Poppies ruling is taking a liberty

Alex Gillies, by email

The eleventh of the eleventh is Remembrance Day for the majority of UK citizens and celebrated all over the world, including many European countries as a thank you for their liberty.

What a liberty.

Fifa are banning the wearing of the poppy on the shirts of Scotland and England in their World Cup qualifier on that very day, as they find it political.

My uncle lies in Belgium, paying the ultimate sacrifice aged 20 for liberty. I’m sick of the erosion of the liberties of British citizens in everything that we stand proud for.

So let us all have our liberty, free from all political interference and religious bigotry that is sweeping across the UK from every part of the globe.

Dismay over lack of ambition on transport

Thomas Harvey, Ilkley

Like many across the city, I was offended and dismayed by Councillor Lewis’ recent comments regarding Leeds’ lack of transport problems. The fact that a person in such high office can be so out of touch with those whom he is meant to represent is astounding, and this attitude, one that is seemingly reflected by others around him, is potentially damaging our city and its future prosperity.

I’m extremely disappointed to hear of the proposed intentions of Leeds City Council to spend the ring-fenced trolleybus money on various smaller projects. The patchwork approach provides minimal, short-term benefit and the city is now at a stage where it absolutely must push for something more significant and end the reliance on monopolised bus routes and our clogged road network. Whether or not Leeds actually does fair better when it comes to arbitrary congestion figures and average commute times, Mr Lewis surely cannot deny that the benefits of a metro system would be far reaching, attracting new investment, dramatically improving journey times and the ability to reach different areas of the city.

It astounds me to hear such a lack of ambition from the leaders of this city, especially when I see the progress being made by our neighbour across the Pennines.

It has not gone unnoticed that recent governments have chosen to invest heavily in Manchester (perhaps as to be seen to be investing in the “north”?). However, given that in the last two or thee decades we have seen tram networks built in other, smaller, regional cities then the blame can only lie with the successive leaders of this city.

Our influence, skills at lobbying and our ability to formulate a sufficiently ambitious and alluring solution is clearly lacking.

On the near continent you’ll find cities much smaller than our own with efficient metro systems. Montpellier – France’s eighth city, with a population of around a third of Leeds – has a four-line tram network.

Whilst I can appreciate that this sum of money will barely scratch the surface in terms of delivering a city-wide, joined up transport system that Leeds so desperately needs, it is too significant an amount of money to not go towards something much bigger and meaningful.

I desperately urge the council to rethink its position on the matter and look to develop a new strategy, and employ a team that can deliver it, once and for all.

It was not value for money

Jaimes Moran, by email

In response to your recent announcement that Leeds City Council is yet again “considering” an inner-city mass transit system such as a trolleybus; when are they ever going to learn to let this transport aspiration rest in peace? It didn’t materialise for many practical reasons such as; its completion timescale and how much heavy congestion and pollution would be caused during its implementation, as traffic would be unable to make progress. But most of all, its severe cost!

Raw data
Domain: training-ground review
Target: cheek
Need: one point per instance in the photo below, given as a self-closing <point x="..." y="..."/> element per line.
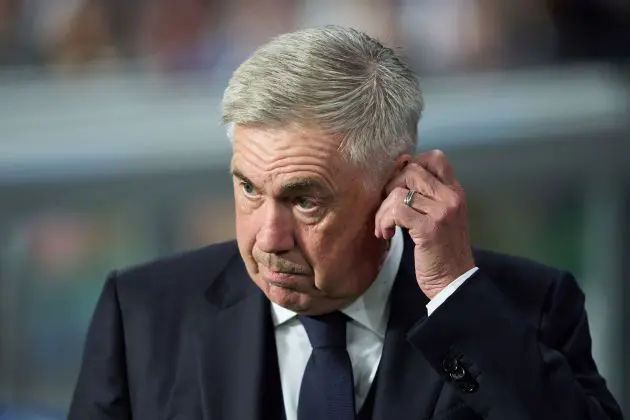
<point x="245" y="229"/>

What you should do
Copy out everything in the readers' letters from "Poppies ruling is" down to "of the globe.".

Solution to the problem
Poppies ruling is taking a liberty

Alex Gillies, by email

The eleventh of the eleventh is Remembrance Day for the majority of UK citizens and celebrated all over the world, including many European countries as a thank you for their liberty.

What a liberty.

Fifa are banning the wearing of the poppy on the shirts of Scotland and England in their World Cup qualifier on that very day, as they find it political.

My uncle lies in Belgium, paying the ultimate sacrifice aged 20 for liberty. I’m sick of the erosion of the liberties of British citizens in everything that we stand proud for.

So let us all have our liberty, free from all political interference and religious bigotry that is sweeping across the UK from every part of the globe.